● Directions
1/ Please rewrite the paragraph beginning "VCs who spoke to The Saturday Standard" in the article about vice-chancellors and the university funding probe as a short bulleted list that keeps its main facts.
2/ Continue the article about vice-chancellors and the university funding probe from its final sentence.

start Article

VCs reject team picked to probe financial crisis in universities

Graduands following the proceedings during Kenya Methodist University's 19th graduation ceremony in Meru on October 12, 2019. [Olivia Murithi, Standard]

Vice-chancellors have questioned a move by the Ministry of Education to set up a team to investigate financial challenges facing their institutions, terming it a waste of time.

The VCs argue that the problems facing institutions of higher learning have over the years been adequately deliberated by stakeholders, documented and suggestions made on way forward.

The VCs say their last meeting in Mombasa, which was attended by officials from the National Treasury and Ministry of Education, and MPs drew solid action plans, complete with timelines for implementation.

The stakeholders met in Mombasa from February 4-7 where they discussed issues related to sustainable funding of university education, research, science, technology and innovation, policy on placement and role of accreditation bodies.

However, two months later, State Department for University Education Principal Secretary Simon Nabukwesi appointed a ‘think tank’ to help in developing a new framework that would provide sustainable solutions to the permanent phenomenon.’

The 11-member team is led by Prof Egara Kabaji, former Deputy Vice-Chancellor at Masinde Muliro University of Science and Technology (Mmust).

Nabukwesi wants the team, to within 30 days, determine the debt burden of the universities and how it morphed into the present levels.

The team will also categorise universities in terms of debt burdens and develop a framework for stabilising the institutions.

 Prof Egara Kabaji (R) during the launch of the 2014 Burt Award for African Literature winning books, February 16, 2015. 

Additionally, the team will provide a framework for the sourcing of funds outside the Exchequer support and provide practical steps for operationalisation.

VCs who spoke to The Saturday Standard underlined that terms of reference for the team contains matters already discussed and solutions proposed and that there exists a Universities Funding Board (UFB), whose mandate is well explained under Section 53 of the Universities Act on resource mobilisation and allocation of funds to institutions.

The VCs said the meeting identified funding as the greatest challenge universities face and drew a 14-point action plan, which will help them overcome the cash crunch.

Waste of time

“All these issues, which the think-tank are being told to do are known. It’s a waste of resources given that high-level meetings have been held to discuss these matters and suggestions put forth,” said a VC in one of the top public universities.

The VCs regretted that the new team will not come up with different findings, contrary to what they discussed in Mombasa, on universities funding challenges.

end Article
start Data rows

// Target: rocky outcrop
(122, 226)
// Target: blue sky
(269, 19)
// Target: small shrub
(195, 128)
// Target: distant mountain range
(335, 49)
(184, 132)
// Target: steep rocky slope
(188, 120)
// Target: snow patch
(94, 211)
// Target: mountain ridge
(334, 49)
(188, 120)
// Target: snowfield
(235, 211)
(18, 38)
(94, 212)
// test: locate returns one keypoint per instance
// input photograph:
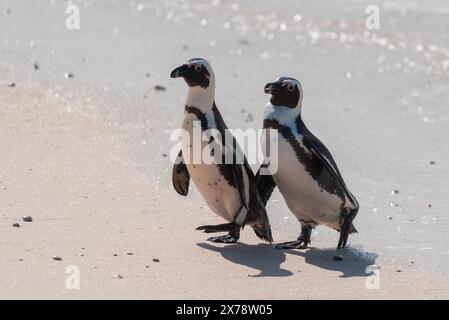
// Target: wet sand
(96, 212)
(84, 155)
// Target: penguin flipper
(330, 168)
(265, 185)
(238, 177)
(181, 176)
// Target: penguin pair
(306, 174)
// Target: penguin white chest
(220, 196)
(302, 193)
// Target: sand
(86, 156)
(94, 211)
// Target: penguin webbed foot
(228, 238)
(346, 229)
(296, 244)
(219, 228)
(302, 242)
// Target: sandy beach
(85, 121)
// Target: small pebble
(338, 258)
(159, 88)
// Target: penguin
(228, 187)
(306, 174)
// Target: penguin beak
(179, 71)
(271, 88)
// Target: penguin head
(197, 72)
(285, 92)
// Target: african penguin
(228, 187)
(306, 173)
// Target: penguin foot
(219, 228)
(346, 229)
(223, 239)
(302, 242)
(297, 244)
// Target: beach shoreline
(94, 211)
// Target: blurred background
(377, 97)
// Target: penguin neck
(284, 115)
(200, 98)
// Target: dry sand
(88, 204)
(84, 156)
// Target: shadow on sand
(268, 260)
(262, 257)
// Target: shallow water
(377, 98)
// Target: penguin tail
(261, 225)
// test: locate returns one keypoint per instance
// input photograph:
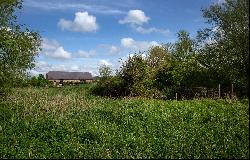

end Data rows

● Solved tasks
1/
- Vice-chancellors who spoke to The Saturday Standard said the team's terms of reference cover matters that have already been discussed and already have proposed solutions.
- They noted that a Universities Funding Board (UFB) already exists.
- The board's mandate is set out under Section 53 of the Universities Act and covers resource mobilization and allocating funds to institutions.

2/
“They will state the same things using different English terms but the issues affecting universities are known. Let the government just implement the various road maps that have been agreed upon,” said another VC.

National Assembly Education Committee chairperson Florence Mutua said terms of reference set for the think-tank had been covered during the Mombasa meeting.

“We agree that the only task force that was to be set up was to find out how the debts reached that high and how institutions can use appropriations in aid to plug their deficits,” said Mutua.

According to the meeting’s recommendations, a multi-sectoral technical team was to be set up by June this year, to guide holistic reforms in the university sector.

In his presentation during the meeting, PS Nabukwesi admitted there are challenges facing universities and explained 12-key points that would make higher education sustainable.

Amb. Simon Nabukwesi, PS University Education and Research. [Wilberforce Okwiri, Standard]

Among the top recommendations is a review of universities appropriations in aid projection due to declining enrollment for module II programmes, and to encourage cost reduction, increase efficiency and effective use of available staff.

He also proposed an increase in Differentiated Unit Cost (DUC) to 80 per cent, translating to about Sh73.91 billion to cater for increase from the current Sh41.907 billion, which is only 53 per cent for public universities and Sh2.4 billion (18 per cent) for private universities.

He also proposed building capacity for universities on resource mobilisation to attract funding and set up a special fund to bail out institutions, service pending bills and provide adequate resources.

VCs said after the stakeholders meeting, the next phase in addressing the funding problem was how to implement the proposals.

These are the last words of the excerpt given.